Show every line of the data below that contains the word "distant", treating uppercase and lowercase letters as different.

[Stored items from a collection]
BEGIN

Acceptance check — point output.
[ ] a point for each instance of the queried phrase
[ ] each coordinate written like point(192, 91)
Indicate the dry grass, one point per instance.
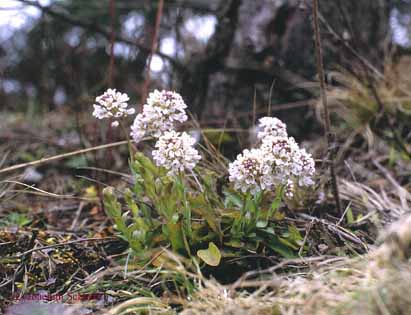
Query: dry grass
point(376, 284)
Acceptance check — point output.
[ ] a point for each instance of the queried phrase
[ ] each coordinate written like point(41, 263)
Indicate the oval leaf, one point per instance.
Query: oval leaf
point(211, 256)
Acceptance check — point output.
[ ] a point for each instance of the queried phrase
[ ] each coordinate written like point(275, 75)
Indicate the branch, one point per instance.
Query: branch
point(99, 30)
point(329, 137)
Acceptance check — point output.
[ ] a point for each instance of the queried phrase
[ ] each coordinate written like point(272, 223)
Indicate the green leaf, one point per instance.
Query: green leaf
point(211, 256)
point(350, 216)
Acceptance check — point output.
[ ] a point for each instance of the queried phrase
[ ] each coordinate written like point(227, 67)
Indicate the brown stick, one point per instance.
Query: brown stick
point(153, 49)
point(112, 41)
point(328, 135)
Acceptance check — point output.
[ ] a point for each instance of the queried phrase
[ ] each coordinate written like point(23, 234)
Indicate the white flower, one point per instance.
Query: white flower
point(278, 161)
point(271, 127)
point(112, 104)
point(175, 151)
point(289, 189)
point(251, 171)
point(162, 111)
point(305, 177)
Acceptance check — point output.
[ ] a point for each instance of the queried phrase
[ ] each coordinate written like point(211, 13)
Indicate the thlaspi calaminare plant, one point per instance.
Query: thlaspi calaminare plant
point(161, 203)
point(112, 104)
point(278, 165)
point(171, 205)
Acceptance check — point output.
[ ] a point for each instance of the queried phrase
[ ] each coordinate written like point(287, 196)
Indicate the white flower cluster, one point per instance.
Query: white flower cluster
point(112, 104)
point(162, 111)
point(175, 151)
point(278, 161)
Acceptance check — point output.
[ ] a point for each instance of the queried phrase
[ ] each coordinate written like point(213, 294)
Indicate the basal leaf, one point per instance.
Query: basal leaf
point(211, 256)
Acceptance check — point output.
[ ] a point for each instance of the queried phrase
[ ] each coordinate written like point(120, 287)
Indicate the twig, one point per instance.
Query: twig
point(64, 244)
point(112, 41)
point(329, 137)
point(153, 49)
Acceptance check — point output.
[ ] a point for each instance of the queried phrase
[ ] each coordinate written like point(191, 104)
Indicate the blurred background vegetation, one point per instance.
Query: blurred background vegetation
point(222, 56)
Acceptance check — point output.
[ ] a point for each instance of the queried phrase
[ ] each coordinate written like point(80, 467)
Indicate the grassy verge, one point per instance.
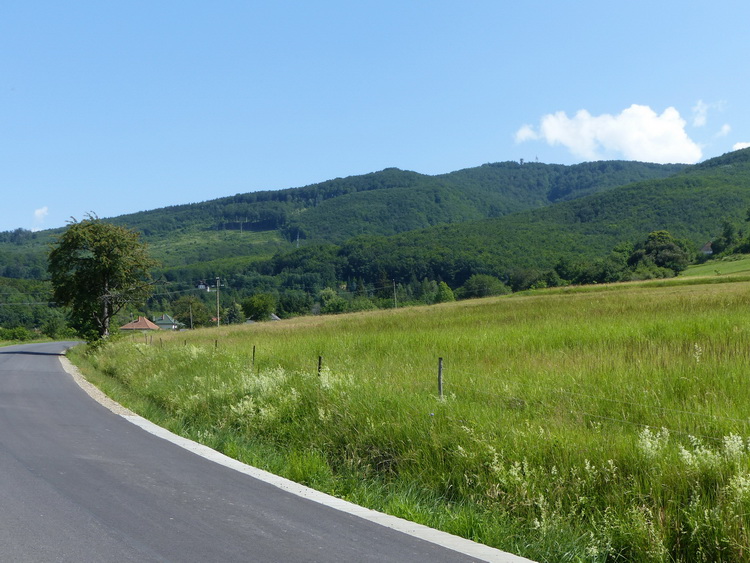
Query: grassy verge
point(598, 425)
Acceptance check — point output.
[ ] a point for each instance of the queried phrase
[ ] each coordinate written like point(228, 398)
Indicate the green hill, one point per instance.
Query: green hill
point(690, 204)
point(240, 229)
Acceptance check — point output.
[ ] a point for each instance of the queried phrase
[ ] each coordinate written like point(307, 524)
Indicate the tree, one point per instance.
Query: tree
point(96, 269)
point(444, 294)
point(190, 310)
point(663, 251)
point(260, 306)
point(482, 285)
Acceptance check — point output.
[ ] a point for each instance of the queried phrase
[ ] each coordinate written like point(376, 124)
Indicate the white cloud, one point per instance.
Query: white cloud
point(637, 133)
point(700, 113)
point(526, 133)
point(39, 216)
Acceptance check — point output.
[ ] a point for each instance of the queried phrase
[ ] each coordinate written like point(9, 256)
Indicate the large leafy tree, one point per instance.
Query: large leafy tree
point(96, 269)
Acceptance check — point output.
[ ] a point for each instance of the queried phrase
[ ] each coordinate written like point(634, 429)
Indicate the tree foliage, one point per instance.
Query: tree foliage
point(96, 269)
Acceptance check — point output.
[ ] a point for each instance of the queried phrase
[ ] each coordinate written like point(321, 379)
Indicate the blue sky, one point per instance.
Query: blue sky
point(117, 107)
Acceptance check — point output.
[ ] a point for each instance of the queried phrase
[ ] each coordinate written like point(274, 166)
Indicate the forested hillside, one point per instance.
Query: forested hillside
point(691, 205)
point(243, 227)
point(399, 237)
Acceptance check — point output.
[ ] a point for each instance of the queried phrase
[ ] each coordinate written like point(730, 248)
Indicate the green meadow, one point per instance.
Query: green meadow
point(606, 424)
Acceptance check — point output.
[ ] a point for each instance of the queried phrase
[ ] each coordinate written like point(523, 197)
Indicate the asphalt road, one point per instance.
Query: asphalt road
point(80, 483)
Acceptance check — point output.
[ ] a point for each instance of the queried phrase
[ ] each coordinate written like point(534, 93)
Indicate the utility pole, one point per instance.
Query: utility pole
point(218, 283)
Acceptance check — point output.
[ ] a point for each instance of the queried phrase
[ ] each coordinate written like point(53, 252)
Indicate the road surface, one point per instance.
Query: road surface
point(81, 483)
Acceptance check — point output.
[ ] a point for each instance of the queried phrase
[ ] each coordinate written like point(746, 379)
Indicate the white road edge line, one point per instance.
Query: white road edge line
point(456, 543)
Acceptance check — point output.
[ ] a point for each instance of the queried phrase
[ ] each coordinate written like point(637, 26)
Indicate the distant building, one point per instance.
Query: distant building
point(141, 324)
point(165, 322)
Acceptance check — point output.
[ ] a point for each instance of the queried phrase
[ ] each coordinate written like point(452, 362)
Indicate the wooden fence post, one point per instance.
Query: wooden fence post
point(440, 377)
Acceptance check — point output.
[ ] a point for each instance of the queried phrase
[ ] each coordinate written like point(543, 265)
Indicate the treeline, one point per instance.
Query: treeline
point(309, 281)
point(26, 311)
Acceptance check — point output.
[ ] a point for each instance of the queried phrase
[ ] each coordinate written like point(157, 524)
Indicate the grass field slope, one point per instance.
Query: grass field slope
point(577, 424)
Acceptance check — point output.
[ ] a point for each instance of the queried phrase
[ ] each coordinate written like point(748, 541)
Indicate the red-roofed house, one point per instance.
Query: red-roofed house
point(141, 324)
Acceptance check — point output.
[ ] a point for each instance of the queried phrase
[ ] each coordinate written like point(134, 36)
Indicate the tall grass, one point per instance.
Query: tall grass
point(598, 425)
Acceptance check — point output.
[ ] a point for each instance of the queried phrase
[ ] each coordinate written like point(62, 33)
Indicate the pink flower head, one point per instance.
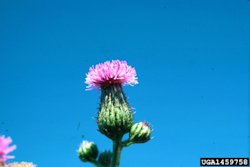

END

• **Task answer**:
Indicate the distant building, one point per instance.
Query: distant building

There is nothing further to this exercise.